#### SUPPLIED MATERIAL
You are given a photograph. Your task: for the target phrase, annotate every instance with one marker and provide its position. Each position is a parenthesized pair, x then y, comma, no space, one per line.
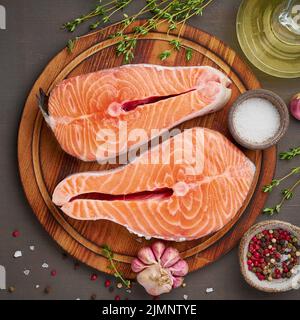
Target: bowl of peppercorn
(270,256)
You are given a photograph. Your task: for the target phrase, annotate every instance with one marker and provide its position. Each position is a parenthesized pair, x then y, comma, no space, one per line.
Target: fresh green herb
(107,252)
(172,12)
(276,182)
(71,45)
(176,44)
(287,194)
(165,55)
(288,155)
(188,54)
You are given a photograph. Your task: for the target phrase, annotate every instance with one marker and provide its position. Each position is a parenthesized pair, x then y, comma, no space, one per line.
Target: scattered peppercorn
(111,289)
(272,254)
(107,283)
(16,233)
(53,273)
(11,289)
(76,265)
(119,285)
(47,290)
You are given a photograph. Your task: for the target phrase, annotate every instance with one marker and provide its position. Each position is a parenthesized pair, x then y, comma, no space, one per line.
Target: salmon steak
(187,187)
(101,115)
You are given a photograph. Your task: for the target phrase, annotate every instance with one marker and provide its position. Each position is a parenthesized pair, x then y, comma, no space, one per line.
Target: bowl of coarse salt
(258,119)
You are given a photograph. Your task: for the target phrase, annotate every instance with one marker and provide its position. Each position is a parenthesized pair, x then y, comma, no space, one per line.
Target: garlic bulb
(159,269)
########
**ASSIGNED TASK:** For the entries above, transcribe precisely the lines from the one with "Target: scattered peppercorn" through the end, including both.

**RESULT OF THIS EXERCISE:**
Target: scattered peppercorn
(111,289)
(272,254)
(107,283)
(16,233)
(53,273)
(11,289)
(76,265)
(119,285)
(47,290)
You are given a photograph. Your task: for the target phrase, annotate every instance with one marker and provide its position. Each position is a parenthesized pair, x then y, comma, no space, one per line.
Target: salmon steak
(187,187)
(101,115)
You are given a photograph. Your task: for the target phrase, annotate every instance with one marker and provide its position. Each position is a parenthesized pair, x then y, comma, no space, one per line.
Target: bowl of coarse salt
(258,119)
You are given a photograph. Your task: for the target phrase, annotate every instance with one marker and provide its position. Each position is a parenthesized pair, x then y, comma, no space, one per line.
Target: garlic bulb
(159,269)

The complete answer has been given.